## Actions to take
(a) In the vector search post, which vector database is chosen for the hands-on part, and for what reasons?
(b) Print the passage of the vector search post between "The model outputs" and "exact same keywords.", inclusive.
(c) Do these statements agree with the vector search post? For each, answer yes or no and quote the words that decide it.
(i) The user's question is embedded with a different model from the one used for the documents.
(ii) Qdrant is installed using docker.
(iii) Keyword engines handle images and audio well.

## Source extract
------------------------------------------------------------------------

DEV Community: anup s

Comprehending Vector Search [LLM-A2]

anup s — Mon, 30 Jun 2025 13:36:03 +0000

Why Vector Search?

Keyword search literally hunts for matching terms. That’s fine—until it isn’t:

Query	Keyword Search Might Return	What You Actually Wanted
`table tennis`	“10 Best Dining Tables” “Wimbledon Lawn Tennis Highlights”	Articles, rules and gear for table tennis / ping-pong

Keyword engines struggle even more with non-text media: images, audio, video, genome sequences, etc. They simply don’t “see” pixels or sound waves.

Vector (semantic) search fixes this by turning each item—text, image, whatever—into a high-dimensional vector. Similar meaning -> nearby vectors. Your query is embedded the same way, and the engine brings back the closest neighbours.

TL;DR Vector search ➜ find things that feel the same, not just things that spell the same.

How Embedding happen:

Document Vectorization
You start with a set of text passages (in the drawing they’re labelled “Text / Answers”).
Each passage is fed through an embedding model (a neural network that maps text to points in a high-dimensional space).
The model outputs a vector for each passage—these vectors (sometimes called word or sentence embeddings) capture the meaning of the text as coordinates in that space.
Query Vectorization & Retrieval
When a user asks a question, you send the question through the same embedding model and obtain a query vector.
You then compare that query vector to all of your stored document vectors (e.g. with cosine similarity).
The documents whose vectors lie closest to the query vector are the most semantically relevant answers, even if they don’t share the exact same keywords.

Why it matters: by operating in a continuous vector space rather than matching literal words, you can find passages that “mean the same thing” and surface them to your LLM (or directly to the user). This is the core of semantic (vector) search in Retrieval-Augmented Generation pipelines.

Give It a Go with Qdrant

Many open-source vector databases exist; we’ll use Qdrant because it’s lightweight, fast, and has a friendly Python client.

Setup

Installing Qdrant using docker:

docker pull qdrant/qdrant

docker run -p 6333:6333 -p 6334:6334 \
   -v "$(pwd)/qdrant_storage:/qdrant/storage:z" \
   qdrant/qdrant

Installing python client libs:

!python -m pip install -q "qdrant-client[fastembed]>=1.14.2"

Implementation

Stage 1: Connections and Data Prep

Import the necessary modules to connect to the vector DB , choose the models that would be required based on the need and study the dataset.

# Client to connect to Vector DB.
qd_client = QdrantClient("http://localhost:6333") 

# Model Selection
from fastembed import  TextEmbedding
models = TextEmbedding.list_supported_models()
print(f"Models:\n{models}\n\n")


# Analyse dataset and Prep the documents in the relevant format. 

import requests 

docs_url = 'https://github.com/alexeygrigorev/llm-rag-workshop/raw/main/notebooks/documents.json'
docs_response = requests.get(docs_url)

------------------------------------------------------------------------

## Study material
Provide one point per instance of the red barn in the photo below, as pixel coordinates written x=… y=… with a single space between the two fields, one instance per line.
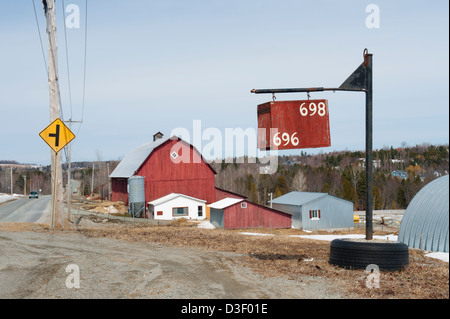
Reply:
x=169 y=165
x=232 y=213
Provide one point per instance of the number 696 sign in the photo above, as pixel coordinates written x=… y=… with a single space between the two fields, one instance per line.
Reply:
x=293 y=124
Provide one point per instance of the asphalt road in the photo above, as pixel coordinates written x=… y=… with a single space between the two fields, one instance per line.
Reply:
x=25 y=210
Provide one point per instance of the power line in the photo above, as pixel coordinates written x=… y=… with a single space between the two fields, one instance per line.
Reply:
x=84 y=68
x=40 y=38
x=67 y=59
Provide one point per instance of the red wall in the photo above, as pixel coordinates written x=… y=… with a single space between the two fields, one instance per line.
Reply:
x=255 y=216
x=163 y=176
x=193 y=177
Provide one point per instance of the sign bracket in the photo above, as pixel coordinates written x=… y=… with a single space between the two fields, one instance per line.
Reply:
x=359 y=81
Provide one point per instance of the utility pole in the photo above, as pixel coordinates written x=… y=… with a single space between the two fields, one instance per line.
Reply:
x=11 y=182
x=55 y=111
x=92 y=184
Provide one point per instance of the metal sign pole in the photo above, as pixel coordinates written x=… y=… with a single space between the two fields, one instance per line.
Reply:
x=369 y=143
x=359 y=81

------------------------------------------------------------------------

## Exercise answers
(a) Qdrant, because it's lightweight, fast, and has a friendly Python client.

(b)
The model outputs a vector for each passage—these vectors (sometimes called word or sentence embeddings) capture the meaning of the text as coordinates in that space.
Query Vectorization & Retrieval
When a user asks a question, you send the question through the same embedding model and obtain a query vector.
You then compare that query vector to all of your stored document vectors (e.g. with cosine similarity).
The documents whose vectors lie closest to the query vector are the most semantically relevant answers, even if they don’t share the exact same keywords.

(c)
(i) No: "you send the question through the same embedding model and obtain a query vector."
(ii) Yes: "Installing Qdrant using docker:"
(iii) No: "Keyword engines struggle even more with non-text media: images, audio, video, genome sequences, etc."